- **STATED EXERCISE 1**
Reproduce word for word the part of the numba forum thread from "Context: I was" up to and including "increasing the nside.".

---*---

Numba in Parallel Reduces Precision #366

mj-gomes · 2025-02-25T15:55:44Z

mj-gomes
Feb 25, 2025
Collaborator

Hello everyone.

I came across an interesting problem with numba parallelization and its influence in the precision of the computations, at least for the TOD and Mapmaking operations in hwp_sys.py.

Context: I was running some tests for the hwp_sys.py code and the tests kept failing, even though I was just testing for the ideal case, and I knew (from looking at the maps) that it should work. The output maps should be equal to the input maps. The problem was that a percentage of the (output maps - input maps) pixels was not inside the 1e-9 tolerance that I had put to account for eventual approximations. This percentage became smaller when increasing the nside.

Origin: I found out that this comes from @njit(parallel=True) decorator, specifically the "parallel=True" part. Because addition and multiplication of floating numbers are not associative operations, and apparently numba in the parallel mode changes the order of the operations, there are roundings which accumulate and end up being fairly important. At least this is the best explanation I could find. And indeed, if parallel=False, I have 100% equality up to 1e-9 tolerance.

For nside 256, for example, using 2 detectors in a 1y simulation, I had about 0.03% of the pixels above the 1e-9 tolerance. This is a very small percentage of the pixels, but it should increase with the number of detectors. For now I wrote a test method that ignores this, but I was talking with @hivon about it and it would be good to know if anyone as already ran into this problem and has a good solution. Doing parallel=False is, in my opinion, not an option, because this parallelization increases the speed by a significant amount (I can run some tests to obtain specific values for this speedup if needed).

I don't know much about numba, and from what I have seen, there is no straightforward way to force it to keep the order of operations. Should we restructure the methods to force the order of operations? Or else, should we consider using other options, like parallelizing these methods with mpi instead of numba? I suppose however that numba is much faster that mpi for this numpy operations in loops since I understand it is optimized for that.

Thank you in advance for the discussion,
Miguel

mreineck · 2025-02-25T16:26:11Z

mreineck
Feb 25, 2025
Collaborator

Hi Miguel,

are you observing this 1e-9 discrepancy with double precision data or with single precision?
The latter would be quite expected (anything better than 1e-7 accuracy would be a surprise actually), but with double precision it would be catastrophic. Even assuming non-associative FP math there should not be any relative errors larger than, say, 1e-14. If there are, this needs closer investigation; I'll be happy to help if needed!

Cheers,
Martin

0 replies

mj-gomes · 2025-02-26T10:43:49Z

mj-gomes
Feb 26, 2025
Collaborator Author

Hi @mreineck,

I had the bigger arrays in single precision for memory saving. I put everything in double precision and I still get the same problem. I still get about 0.03% of the pixels with a difference bigger than 1e-9 between output and input maps.

Furthermore, this is the output of np.testing.assert_almost_equal(input_maps, output_maps, decimal=9, verbose=True):

Arrays are not almost equal to 9 decimals

Mismatched elements: 810 / 2359296 (0.0343%)

---*---

- **STATED EXERCISE 2**
How many lines of the listing contain the string "sunset", counting only exact matches of upper and lower case? Reply with the number alone.

- **DATASET RECORDS**
---*---

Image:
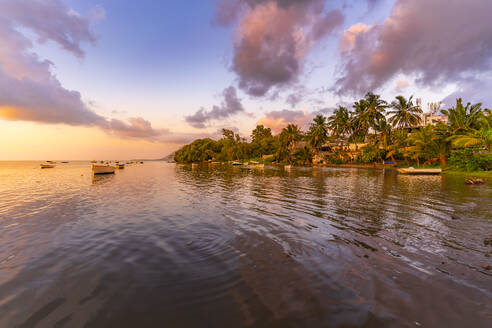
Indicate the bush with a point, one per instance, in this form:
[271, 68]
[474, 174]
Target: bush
[468, 160]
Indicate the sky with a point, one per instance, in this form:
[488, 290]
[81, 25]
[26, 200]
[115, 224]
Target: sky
[122, 79]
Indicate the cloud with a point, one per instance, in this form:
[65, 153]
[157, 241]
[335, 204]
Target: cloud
[413, 42]
[231, 105]
[28, 89]
[136, 128]
[401, 84]
[277, 120]
[50, 20]
[273, 38]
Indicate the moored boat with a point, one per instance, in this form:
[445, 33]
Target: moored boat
[102, 169]
[411, 170]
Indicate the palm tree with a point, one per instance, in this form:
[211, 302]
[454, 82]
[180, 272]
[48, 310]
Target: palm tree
[339, 122]
[318, 132]
[464, 118]
[398, 144]
[375, 109]
[481, 137]
[405, 113]
[441, 139]
[289, 135]
[368, 112]
[422, 144]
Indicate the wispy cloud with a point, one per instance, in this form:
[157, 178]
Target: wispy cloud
[412, 41]
[28, 89]
[230, 105]
[278, 119]
[273, 38]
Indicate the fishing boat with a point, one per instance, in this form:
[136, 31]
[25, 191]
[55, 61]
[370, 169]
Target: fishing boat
[412, 170]
[102, 169]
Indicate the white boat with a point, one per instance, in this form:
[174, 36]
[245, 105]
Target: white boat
[412, 170]
[102, 169]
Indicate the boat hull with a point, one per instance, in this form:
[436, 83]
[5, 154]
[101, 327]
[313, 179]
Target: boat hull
[103, 169]
[420, 171]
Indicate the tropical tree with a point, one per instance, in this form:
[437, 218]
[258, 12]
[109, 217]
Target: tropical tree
[368, 113]
[288, 137]
[260, 133]
[404, 113]
[441, 138]
[339, 122]
[318, 132]
[423, 146]
[398, 145]
[474, 138]
[464, 118]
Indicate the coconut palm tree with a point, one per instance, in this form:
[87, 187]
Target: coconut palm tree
[318, 132]
[398, 145]
[464, 118]
[423, 146]
[289, 135]
[474, 138]
[375, 109]
[368, 113]
[339, 122]
[404, 113]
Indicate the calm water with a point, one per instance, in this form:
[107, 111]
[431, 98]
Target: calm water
[165, 245]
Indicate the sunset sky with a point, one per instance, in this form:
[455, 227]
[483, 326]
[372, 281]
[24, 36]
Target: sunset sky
[103, 79]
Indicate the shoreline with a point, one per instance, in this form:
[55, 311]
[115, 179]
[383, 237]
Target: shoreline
[470, 174]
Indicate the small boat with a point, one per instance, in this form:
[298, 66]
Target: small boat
[412, 170]
[102, 169]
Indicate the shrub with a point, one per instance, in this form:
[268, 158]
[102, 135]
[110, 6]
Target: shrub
[468, 160]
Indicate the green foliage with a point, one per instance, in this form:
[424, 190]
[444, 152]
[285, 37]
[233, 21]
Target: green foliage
[260, 133]
[404, 113]
[469, 160]
[469, 126]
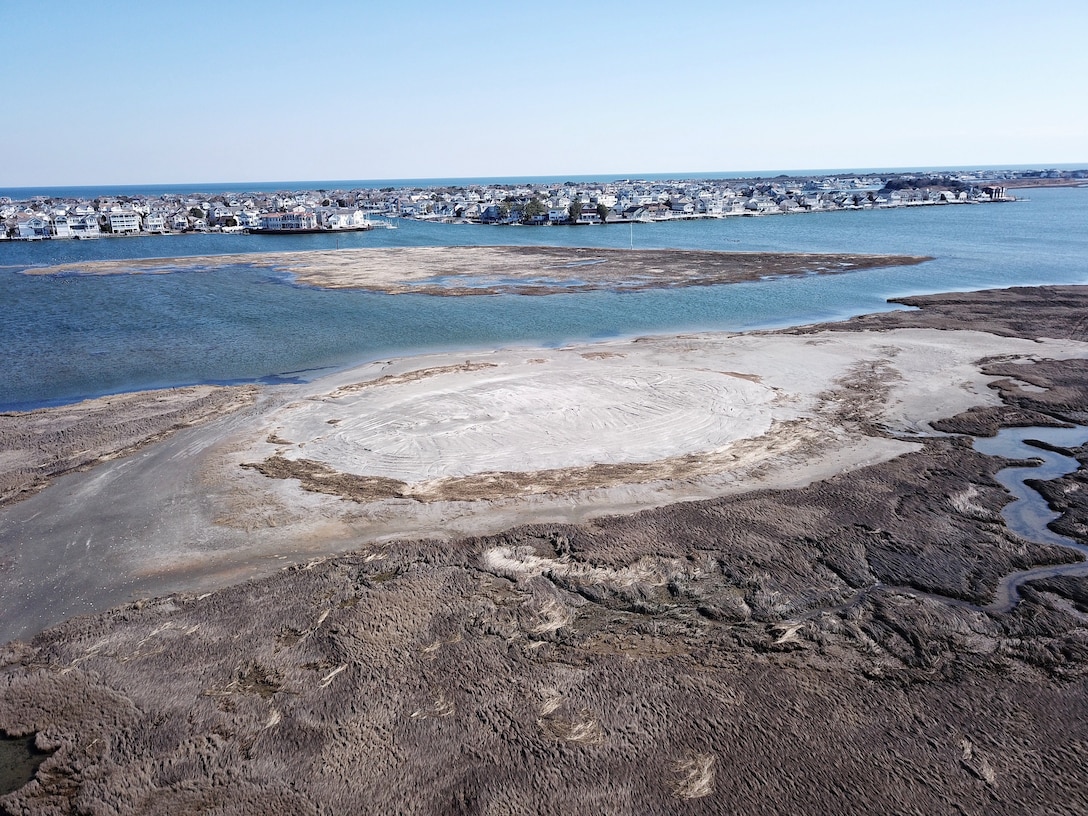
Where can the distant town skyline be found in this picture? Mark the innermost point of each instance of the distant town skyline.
(251, 93)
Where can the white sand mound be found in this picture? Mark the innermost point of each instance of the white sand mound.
(526, 417)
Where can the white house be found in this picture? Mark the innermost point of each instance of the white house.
(123, 221)
(32, 226)
(294, 220)
(61, 226)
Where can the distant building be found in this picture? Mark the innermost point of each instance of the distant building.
(288, 221)
(123, 221)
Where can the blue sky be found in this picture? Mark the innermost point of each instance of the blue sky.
(136, 93)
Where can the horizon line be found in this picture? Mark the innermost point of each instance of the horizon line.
(528, 177)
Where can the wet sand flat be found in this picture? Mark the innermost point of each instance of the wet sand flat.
(786, 565)
(507, 270)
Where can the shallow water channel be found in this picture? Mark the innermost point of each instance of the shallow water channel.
(19, 761)
(1028, 514)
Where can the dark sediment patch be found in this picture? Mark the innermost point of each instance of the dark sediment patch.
(817, 650)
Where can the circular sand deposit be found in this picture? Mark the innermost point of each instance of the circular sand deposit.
(527, 418)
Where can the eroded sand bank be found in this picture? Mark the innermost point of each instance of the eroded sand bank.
(506, 270)
(812, 638)
(444, 446)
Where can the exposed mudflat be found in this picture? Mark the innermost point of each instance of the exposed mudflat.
(807, 643)
(37, 446)
(508, 270)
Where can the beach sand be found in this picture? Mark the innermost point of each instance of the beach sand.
(655, 567)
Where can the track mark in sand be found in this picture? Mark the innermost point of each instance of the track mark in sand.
(696, 776)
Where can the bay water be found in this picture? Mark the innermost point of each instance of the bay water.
(69, 337)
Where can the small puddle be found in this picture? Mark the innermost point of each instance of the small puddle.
(1028, 514)
(19, 762)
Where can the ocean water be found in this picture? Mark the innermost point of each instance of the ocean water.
(71, 337)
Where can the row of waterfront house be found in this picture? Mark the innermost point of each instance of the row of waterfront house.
(487, 204)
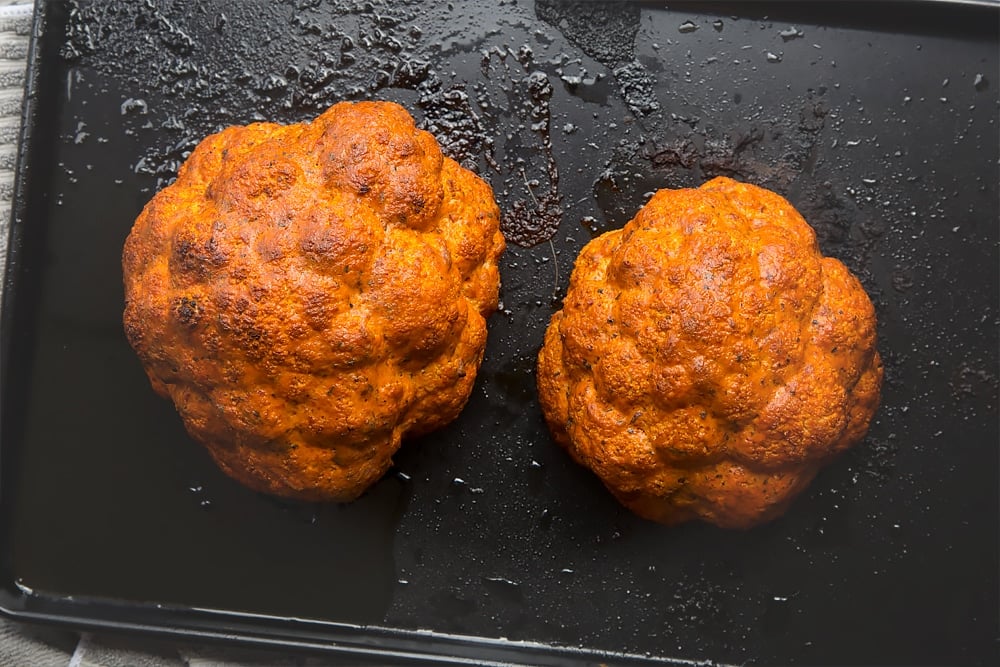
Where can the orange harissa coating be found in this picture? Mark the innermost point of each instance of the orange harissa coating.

---*---

- **FULL ANSWER 1**
Context: I was running some tests for the hwp_sys.py code and the tests kept failing, even though I was just testing for the ideal case, and I knew (from looking at the maps) that it should work. The output maps should be equal to the input maps. The problem was that a percentage of the (output maps - input maps) pixels was not inside the 1e-9 tolerance that I had put to account for eventual approximations. This percentage became smaller when increasing the nside.

- **FULL ANSWER 2**
2